'''
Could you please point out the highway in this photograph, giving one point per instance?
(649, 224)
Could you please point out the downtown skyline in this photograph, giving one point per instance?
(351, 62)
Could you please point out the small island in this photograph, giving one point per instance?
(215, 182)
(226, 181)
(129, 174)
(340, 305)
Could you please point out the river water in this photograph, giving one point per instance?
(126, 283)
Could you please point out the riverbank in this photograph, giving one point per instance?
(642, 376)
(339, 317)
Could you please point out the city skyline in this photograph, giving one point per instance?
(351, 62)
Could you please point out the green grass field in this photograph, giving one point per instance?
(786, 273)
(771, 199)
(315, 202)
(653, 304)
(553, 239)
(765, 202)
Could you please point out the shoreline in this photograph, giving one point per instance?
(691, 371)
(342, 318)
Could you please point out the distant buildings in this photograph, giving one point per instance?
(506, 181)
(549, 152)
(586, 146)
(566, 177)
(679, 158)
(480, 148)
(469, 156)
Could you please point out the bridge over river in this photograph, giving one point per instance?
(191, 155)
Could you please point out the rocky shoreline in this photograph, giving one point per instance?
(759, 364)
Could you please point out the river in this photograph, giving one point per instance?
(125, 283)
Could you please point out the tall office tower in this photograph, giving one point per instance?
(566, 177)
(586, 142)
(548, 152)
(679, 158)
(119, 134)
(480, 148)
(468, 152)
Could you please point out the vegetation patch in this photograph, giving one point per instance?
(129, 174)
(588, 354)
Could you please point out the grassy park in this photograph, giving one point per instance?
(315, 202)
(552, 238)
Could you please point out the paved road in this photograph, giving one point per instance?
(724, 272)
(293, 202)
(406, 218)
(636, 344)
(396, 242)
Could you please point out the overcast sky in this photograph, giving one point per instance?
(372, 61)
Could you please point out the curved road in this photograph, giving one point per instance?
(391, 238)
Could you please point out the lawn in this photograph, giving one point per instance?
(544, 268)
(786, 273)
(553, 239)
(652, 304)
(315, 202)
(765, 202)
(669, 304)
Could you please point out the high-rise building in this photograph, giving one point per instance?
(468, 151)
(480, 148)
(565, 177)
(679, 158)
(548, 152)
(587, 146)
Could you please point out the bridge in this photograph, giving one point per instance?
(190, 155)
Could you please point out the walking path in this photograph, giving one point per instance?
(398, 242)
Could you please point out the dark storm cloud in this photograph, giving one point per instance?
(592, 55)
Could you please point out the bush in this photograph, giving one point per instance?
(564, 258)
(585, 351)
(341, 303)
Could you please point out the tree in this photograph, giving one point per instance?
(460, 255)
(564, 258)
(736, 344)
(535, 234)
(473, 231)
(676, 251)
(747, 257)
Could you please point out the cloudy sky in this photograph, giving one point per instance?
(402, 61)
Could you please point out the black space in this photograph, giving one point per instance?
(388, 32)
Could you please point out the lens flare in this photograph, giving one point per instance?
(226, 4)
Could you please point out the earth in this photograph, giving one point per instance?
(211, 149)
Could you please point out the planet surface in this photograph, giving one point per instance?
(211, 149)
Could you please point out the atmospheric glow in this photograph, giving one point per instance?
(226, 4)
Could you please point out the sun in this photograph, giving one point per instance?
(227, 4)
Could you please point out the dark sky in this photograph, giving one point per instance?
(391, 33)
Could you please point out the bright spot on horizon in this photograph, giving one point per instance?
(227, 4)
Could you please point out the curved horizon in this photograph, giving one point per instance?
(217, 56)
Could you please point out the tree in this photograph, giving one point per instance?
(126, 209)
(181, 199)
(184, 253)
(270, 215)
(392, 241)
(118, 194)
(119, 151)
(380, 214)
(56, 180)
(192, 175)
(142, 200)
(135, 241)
'''
'''
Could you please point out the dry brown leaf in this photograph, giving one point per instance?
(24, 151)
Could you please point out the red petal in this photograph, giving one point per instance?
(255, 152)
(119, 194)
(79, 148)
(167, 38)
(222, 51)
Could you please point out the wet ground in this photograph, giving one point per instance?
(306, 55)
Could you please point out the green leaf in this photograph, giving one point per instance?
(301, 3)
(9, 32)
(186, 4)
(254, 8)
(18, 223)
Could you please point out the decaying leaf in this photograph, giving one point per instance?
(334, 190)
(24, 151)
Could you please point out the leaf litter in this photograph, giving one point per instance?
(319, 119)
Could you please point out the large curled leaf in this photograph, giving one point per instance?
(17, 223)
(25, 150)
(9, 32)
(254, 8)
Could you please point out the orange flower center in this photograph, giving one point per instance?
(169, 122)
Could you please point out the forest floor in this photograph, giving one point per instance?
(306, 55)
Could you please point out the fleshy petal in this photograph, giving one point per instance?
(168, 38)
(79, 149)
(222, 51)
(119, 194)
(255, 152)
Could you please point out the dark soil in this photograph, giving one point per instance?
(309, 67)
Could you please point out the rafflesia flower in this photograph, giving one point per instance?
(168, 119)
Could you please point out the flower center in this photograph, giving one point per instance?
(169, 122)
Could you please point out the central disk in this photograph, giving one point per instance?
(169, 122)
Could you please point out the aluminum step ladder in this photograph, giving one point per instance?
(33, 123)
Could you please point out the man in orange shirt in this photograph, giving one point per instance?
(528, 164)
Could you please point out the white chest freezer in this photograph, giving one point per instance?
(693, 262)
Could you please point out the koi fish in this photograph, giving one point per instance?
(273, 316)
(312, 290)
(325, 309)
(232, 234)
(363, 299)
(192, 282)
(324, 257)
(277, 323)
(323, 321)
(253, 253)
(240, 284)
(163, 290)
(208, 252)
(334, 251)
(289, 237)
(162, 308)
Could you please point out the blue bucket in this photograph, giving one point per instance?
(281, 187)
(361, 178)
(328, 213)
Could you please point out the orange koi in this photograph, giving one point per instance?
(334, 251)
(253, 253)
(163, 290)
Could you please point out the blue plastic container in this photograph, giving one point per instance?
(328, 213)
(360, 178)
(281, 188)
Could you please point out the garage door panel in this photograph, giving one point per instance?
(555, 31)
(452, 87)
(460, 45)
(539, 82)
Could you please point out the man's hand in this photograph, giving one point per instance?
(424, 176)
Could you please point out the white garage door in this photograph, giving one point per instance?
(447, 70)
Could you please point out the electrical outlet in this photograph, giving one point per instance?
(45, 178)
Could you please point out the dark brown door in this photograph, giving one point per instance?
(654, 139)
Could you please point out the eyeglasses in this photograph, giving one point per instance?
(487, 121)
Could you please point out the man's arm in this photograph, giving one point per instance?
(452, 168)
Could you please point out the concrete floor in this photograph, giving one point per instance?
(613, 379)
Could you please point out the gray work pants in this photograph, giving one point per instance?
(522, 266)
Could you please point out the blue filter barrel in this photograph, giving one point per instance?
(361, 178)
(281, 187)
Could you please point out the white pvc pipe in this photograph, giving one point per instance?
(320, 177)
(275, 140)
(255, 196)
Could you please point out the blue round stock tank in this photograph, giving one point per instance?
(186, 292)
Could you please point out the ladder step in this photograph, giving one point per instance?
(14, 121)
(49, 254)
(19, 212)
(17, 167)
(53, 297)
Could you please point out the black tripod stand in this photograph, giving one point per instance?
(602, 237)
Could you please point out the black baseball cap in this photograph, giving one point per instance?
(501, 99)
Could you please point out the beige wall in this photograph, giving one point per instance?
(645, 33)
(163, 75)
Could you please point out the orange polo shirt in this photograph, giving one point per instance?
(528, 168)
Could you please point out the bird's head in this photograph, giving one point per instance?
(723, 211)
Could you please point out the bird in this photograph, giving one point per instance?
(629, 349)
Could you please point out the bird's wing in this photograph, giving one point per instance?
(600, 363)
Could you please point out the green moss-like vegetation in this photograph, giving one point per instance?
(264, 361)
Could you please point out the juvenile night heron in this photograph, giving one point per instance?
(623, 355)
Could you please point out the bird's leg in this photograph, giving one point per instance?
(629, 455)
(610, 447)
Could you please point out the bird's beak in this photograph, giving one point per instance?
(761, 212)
'''
'''
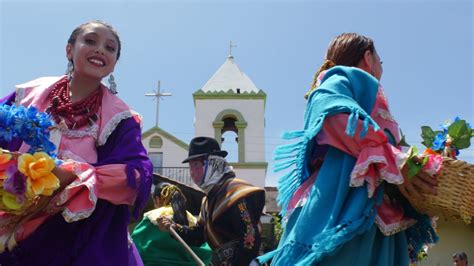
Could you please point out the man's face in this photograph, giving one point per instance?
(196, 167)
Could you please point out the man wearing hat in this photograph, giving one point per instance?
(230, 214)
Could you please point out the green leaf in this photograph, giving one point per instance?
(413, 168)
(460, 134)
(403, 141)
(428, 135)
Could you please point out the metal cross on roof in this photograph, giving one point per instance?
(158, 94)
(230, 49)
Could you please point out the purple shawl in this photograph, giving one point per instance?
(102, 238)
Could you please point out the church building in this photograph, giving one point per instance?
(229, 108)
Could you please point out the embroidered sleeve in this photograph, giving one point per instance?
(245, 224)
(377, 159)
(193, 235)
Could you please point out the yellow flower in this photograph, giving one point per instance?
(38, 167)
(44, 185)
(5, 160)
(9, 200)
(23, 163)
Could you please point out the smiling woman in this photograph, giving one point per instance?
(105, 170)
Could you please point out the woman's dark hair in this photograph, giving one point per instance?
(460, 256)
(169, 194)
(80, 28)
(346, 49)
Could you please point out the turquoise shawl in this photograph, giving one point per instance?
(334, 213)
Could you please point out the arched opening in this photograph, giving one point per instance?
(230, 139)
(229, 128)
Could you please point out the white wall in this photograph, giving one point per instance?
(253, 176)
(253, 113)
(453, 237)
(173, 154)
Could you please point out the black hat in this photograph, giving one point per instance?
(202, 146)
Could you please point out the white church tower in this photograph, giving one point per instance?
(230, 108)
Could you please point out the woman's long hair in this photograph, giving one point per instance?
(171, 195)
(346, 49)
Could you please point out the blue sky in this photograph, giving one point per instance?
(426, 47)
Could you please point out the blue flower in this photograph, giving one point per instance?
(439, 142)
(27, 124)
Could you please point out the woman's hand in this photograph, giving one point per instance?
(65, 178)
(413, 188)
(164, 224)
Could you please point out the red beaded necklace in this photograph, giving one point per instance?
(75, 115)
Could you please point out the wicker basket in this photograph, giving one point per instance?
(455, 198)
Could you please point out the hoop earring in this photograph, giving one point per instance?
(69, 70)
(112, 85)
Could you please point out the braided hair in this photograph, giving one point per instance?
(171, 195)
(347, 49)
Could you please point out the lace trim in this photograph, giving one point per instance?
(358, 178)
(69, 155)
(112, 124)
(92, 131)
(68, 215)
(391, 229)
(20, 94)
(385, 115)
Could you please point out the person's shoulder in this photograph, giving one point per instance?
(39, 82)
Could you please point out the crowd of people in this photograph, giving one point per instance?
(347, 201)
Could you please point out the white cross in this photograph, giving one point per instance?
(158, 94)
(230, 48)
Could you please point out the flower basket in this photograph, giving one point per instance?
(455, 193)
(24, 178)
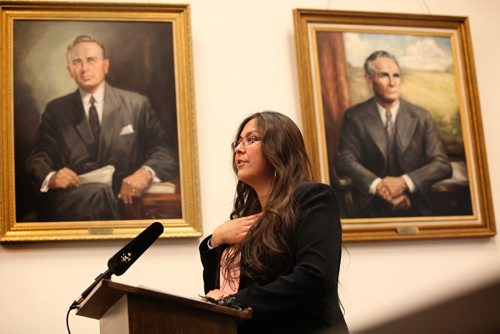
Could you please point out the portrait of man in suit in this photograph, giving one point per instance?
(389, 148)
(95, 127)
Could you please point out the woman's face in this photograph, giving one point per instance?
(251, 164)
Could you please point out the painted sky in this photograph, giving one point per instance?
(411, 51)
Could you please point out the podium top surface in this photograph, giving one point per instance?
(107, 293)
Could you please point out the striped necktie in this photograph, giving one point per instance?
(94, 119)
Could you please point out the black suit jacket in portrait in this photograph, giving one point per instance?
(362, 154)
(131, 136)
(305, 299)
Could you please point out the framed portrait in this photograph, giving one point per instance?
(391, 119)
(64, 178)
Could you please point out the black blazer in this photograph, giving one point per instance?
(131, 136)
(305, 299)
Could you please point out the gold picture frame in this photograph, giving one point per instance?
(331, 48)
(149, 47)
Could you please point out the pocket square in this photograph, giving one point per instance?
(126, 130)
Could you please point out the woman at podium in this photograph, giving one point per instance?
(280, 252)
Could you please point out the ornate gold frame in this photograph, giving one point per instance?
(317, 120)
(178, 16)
'''
(Short exercise)
List each line of the data above that contains the word "shoreline", matching case exactly.

(Reply to the task)
Could you please point out the shoreline in this photograph, giving one point per instance?
Could you please point out the rocky shoreline in this photograph, giving one point per instance?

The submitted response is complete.